### [ACTION ITEM]
Please return the lines of the data below, word for word, from the first line through the line containing "the bride's updo".

### [INPUT]
* * * *

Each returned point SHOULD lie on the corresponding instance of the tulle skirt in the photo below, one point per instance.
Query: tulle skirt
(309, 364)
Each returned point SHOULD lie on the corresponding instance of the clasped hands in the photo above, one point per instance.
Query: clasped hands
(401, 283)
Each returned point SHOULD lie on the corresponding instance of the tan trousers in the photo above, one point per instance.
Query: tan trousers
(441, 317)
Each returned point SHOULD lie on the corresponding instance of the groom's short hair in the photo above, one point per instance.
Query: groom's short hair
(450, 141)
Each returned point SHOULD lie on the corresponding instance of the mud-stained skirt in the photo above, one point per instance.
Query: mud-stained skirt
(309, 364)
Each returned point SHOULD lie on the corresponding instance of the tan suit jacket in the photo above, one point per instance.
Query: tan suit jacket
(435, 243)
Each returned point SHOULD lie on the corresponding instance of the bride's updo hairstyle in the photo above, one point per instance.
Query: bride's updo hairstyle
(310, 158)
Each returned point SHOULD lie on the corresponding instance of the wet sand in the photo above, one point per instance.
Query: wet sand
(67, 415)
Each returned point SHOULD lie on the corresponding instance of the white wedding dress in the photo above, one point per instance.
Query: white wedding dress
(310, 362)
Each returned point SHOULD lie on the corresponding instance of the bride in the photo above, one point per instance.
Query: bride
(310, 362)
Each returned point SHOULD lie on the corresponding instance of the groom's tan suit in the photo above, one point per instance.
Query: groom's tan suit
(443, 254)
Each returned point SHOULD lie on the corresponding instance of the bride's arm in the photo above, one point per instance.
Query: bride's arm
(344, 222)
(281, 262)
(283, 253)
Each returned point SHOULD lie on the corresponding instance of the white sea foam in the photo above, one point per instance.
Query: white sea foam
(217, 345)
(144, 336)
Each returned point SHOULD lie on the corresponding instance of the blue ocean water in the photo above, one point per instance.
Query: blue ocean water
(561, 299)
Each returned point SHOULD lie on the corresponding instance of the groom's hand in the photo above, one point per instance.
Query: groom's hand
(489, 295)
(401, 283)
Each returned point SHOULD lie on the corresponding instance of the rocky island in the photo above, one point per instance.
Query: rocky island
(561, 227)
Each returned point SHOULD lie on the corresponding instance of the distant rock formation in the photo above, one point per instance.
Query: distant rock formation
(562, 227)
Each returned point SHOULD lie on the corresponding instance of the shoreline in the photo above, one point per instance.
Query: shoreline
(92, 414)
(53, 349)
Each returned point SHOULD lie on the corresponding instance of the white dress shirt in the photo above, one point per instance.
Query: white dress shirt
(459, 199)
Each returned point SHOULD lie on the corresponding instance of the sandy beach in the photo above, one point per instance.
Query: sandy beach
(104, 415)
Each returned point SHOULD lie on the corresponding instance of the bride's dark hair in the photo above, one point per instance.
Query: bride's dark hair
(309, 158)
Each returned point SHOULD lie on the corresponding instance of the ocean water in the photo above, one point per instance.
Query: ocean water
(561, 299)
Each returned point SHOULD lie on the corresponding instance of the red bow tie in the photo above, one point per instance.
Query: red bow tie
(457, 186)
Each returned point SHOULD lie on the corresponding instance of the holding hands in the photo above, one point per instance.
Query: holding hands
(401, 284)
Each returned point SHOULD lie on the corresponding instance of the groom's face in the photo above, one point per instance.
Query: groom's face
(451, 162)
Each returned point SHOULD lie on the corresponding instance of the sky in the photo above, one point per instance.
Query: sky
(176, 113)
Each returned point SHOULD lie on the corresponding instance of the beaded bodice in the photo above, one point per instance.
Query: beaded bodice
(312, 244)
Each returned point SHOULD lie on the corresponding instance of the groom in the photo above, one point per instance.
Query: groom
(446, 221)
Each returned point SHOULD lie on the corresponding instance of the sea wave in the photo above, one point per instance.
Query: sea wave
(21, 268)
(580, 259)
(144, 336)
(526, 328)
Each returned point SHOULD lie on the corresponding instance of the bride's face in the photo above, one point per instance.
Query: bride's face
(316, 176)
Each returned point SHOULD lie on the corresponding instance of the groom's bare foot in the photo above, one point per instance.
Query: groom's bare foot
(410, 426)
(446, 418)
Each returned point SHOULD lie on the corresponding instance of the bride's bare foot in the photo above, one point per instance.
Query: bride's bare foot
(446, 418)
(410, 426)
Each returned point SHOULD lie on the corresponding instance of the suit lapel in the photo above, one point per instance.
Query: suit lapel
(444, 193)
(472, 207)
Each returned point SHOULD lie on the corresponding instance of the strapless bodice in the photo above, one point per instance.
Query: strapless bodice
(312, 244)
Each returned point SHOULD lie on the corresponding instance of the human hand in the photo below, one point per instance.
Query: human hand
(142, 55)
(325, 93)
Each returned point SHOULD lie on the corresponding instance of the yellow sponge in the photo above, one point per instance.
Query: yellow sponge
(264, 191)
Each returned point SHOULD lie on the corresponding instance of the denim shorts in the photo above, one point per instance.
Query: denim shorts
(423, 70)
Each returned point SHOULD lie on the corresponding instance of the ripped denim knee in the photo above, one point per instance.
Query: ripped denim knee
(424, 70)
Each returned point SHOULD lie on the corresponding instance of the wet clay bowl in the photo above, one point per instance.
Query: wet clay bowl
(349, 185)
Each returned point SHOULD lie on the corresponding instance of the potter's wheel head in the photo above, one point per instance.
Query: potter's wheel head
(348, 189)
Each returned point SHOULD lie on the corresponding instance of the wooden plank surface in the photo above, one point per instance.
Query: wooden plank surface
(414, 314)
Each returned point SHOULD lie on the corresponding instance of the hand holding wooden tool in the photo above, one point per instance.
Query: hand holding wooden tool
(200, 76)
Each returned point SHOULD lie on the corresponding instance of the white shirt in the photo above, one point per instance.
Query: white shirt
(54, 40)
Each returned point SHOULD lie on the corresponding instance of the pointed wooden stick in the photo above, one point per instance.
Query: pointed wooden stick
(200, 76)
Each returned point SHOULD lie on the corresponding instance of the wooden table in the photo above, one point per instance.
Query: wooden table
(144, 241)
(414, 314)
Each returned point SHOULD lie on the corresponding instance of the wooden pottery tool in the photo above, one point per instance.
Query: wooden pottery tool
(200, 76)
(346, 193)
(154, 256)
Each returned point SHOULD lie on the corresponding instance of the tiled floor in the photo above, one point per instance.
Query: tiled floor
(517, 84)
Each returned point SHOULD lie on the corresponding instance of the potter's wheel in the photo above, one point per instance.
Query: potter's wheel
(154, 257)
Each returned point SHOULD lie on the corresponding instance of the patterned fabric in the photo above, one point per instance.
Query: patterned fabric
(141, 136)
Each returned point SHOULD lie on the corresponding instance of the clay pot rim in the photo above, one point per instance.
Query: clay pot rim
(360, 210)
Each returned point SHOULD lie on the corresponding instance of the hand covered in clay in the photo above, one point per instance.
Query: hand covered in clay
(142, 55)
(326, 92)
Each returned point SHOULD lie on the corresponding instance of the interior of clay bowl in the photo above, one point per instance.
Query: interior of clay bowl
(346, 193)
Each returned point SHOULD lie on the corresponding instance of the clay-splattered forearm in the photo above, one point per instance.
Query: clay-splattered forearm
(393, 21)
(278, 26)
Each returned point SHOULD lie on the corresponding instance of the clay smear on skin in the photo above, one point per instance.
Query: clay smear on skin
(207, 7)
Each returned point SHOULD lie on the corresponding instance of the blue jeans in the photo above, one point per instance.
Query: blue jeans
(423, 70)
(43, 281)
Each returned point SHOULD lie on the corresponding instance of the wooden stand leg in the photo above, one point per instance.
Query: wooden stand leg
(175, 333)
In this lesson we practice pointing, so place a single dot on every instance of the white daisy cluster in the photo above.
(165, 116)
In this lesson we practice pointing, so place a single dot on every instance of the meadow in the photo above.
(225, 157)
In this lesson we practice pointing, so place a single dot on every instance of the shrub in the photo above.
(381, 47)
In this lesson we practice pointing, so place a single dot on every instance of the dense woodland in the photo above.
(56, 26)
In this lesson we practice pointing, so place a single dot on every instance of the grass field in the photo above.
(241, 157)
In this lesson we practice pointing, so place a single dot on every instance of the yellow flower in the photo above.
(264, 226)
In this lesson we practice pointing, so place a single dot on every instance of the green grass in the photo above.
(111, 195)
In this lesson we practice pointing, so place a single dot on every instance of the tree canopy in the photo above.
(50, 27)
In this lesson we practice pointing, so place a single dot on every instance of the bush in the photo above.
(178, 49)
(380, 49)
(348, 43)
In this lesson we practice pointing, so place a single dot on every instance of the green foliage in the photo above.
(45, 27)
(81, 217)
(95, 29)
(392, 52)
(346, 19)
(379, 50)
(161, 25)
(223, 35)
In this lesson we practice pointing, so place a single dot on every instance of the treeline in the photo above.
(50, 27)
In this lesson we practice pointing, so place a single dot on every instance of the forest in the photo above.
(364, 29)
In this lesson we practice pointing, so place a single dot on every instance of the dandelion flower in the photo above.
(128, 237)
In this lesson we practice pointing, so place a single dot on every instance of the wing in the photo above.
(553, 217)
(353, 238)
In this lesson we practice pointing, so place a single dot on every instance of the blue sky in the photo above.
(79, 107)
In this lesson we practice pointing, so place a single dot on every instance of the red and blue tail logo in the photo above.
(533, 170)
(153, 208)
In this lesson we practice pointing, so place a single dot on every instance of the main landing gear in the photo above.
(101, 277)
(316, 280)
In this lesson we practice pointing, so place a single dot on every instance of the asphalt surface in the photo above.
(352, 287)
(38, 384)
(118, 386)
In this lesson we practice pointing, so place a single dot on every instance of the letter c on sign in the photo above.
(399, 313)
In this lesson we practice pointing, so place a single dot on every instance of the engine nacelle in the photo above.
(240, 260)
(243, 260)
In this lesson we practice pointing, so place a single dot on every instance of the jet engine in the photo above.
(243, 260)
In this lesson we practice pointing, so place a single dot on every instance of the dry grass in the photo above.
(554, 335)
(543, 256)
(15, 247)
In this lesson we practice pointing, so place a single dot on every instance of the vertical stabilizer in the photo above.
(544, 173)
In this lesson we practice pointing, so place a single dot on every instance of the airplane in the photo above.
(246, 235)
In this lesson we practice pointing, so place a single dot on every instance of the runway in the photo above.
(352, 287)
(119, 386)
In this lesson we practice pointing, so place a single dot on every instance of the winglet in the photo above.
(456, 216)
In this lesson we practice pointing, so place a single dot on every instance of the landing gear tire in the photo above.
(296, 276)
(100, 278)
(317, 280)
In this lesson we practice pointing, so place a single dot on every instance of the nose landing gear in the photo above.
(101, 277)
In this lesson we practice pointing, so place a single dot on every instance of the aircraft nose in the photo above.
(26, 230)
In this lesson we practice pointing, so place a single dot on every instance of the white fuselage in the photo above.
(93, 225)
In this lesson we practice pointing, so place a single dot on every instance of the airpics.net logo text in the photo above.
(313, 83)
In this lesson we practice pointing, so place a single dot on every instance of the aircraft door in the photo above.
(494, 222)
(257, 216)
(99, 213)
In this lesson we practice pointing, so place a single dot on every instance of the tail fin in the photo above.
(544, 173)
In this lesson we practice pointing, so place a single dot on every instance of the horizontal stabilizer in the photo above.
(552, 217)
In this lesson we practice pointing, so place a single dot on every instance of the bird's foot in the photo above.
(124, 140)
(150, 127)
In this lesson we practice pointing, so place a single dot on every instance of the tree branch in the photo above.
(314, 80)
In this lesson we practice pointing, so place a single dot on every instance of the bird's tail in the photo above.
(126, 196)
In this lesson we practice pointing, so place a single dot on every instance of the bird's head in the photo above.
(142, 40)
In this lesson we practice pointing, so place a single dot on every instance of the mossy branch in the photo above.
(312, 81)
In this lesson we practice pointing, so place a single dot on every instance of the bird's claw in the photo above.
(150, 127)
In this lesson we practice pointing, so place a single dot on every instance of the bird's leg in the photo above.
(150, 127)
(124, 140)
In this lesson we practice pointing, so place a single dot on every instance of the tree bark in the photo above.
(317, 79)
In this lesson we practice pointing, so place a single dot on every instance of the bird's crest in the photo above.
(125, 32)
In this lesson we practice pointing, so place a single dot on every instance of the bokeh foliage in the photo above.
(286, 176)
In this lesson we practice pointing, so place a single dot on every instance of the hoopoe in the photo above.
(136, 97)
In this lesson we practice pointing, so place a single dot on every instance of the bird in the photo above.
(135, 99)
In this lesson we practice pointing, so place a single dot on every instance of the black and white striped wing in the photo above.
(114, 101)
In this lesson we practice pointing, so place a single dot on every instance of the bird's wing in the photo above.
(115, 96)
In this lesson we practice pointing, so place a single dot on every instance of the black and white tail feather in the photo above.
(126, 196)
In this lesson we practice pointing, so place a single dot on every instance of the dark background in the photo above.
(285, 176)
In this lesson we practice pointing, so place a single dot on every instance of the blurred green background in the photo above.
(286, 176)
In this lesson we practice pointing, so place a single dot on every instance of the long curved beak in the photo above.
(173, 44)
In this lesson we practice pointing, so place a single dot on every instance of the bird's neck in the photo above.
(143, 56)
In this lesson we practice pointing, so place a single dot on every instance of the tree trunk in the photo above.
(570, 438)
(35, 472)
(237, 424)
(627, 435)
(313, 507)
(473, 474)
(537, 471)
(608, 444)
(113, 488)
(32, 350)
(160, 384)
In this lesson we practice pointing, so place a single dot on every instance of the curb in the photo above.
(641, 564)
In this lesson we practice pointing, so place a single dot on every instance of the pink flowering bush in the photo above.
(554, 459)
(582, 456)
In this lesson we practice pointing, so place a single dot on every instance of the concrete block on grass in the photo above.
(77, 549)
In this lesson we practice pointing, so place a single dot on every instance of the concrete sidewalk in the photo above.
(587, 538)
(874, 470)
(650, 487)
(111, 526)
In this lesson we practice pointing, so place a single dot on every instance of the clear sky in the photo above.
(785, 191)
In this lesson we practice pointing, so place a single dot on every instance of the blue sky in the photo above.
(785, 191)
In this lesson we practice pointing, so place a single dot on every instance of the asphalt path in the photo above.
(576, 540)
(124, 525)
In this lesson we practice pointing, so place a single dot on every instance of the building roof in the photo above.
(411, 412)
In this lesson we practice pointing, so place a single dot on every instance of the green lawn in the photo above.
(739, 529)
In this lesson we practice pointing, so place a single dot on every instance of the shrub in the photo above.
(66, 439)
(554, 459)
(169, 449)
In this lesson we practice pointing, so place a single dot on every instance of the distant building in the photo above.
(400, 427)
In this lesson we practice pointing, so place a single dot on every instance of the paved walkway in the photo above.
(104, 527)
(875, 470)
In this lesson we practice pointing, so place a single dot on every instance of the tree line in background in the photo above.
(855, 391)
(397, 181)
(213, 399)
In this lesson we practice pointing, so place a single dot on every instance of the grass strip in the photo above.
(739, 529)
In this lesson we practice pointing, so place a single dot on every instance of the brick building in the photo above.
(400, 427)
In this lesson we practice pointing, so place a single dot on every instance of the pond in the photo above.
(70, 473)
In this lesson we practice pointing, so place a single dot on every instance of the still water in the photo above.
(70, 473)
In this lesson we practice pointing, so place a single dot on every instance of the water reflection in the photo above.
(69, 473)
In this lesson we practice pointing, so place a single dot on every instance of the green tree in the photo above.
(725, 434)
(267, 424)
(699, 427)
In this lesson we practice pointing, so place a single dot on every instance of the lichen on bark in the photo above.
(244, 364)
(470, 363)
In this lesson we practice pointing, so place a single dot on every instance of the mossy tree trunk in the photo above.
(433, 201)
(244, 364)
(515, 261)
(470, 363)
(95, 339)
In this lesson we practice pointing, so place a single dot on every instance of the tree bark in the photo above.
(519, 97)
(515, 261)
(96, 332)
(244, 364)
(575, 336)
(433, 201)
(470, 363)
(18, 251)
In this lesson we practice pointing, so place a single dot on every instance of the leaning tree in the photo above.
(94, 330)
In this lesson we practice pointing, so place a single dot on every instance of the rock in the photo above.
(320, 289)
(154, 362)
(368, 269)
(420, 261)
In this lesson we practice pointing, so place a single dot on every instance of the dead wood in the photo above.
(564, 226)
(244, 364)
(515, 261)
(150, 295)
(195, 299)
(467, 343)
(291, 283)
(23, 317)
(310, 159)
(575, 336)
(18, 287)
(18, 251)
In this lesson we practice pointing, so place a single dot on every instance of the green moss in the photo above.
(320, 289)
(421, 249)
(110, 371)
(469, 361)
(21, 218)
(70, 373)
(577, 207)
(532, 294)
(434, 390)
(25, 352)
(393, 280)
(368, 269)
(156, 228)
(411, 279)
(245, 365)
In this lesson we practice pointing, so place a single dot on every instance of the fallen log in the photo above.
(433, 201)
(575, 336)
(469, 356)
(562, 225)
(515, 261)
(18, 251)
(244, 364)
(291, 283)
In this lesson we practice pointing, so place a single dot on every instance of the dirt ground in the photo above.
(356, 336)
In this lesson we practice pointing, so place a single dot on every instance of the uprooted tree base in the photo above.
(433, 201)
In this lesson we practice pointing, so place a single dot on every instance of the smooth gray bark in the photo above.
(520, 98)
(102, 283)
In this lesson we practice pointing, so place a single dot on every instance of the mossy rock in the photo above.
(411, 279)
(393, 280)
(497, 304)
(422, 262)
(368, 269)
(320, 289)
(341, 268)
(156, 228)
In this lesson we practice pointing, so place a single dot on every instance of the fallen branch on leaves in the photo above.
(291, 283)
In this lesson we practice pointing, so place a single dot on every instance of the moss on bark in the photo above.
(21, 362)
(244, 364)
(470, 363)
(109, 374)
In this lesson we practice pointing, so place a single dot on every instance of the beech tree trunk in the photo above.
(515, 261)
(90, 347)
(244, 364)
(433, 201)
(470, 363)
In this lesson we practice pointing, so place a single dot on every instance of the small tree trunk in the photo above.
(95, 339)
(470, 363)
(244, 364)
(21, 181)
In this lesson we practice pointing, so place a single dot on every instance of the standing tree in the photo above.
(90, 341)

* * * *

### [PROBLEM SOLUTION]
Each returned point SHOULD lie on the corresponding instance of the tulle skirt in the photo below, one point per instance.
Query: tulle skirt
(309, 364)
Each returned point SHOULD lie on the corresponding instance of the clasped hands in the photo above, one point per instance.
Query: clasped hands
(401, 283)
Each returned point SHOULD lie on the corresponding instance of the tan trousers in the photo above, one point per instance.
Query: tan trousers
(441, 317)
Each returned point SHOULD lie on the corresponding instance of the groom's short hair in the photo above, one point per instance.
Query: groom's short hair
(450, 141)
Each returned point SHOULD lie on the corresponding instance of the mud-stained skirt in the photo above, one point per instance.
Query: mud-stained skirt
(309, 364)
Each returned point SHOULD lie on the corresponding instance of the tan suit jacket in the photo above, one point per instance.
Query: tan suit jacket
(435, 243)
Each returned point SHOULD lie on the corresponding instance of the bride's updo hairstyle in the photo above, one point per instance.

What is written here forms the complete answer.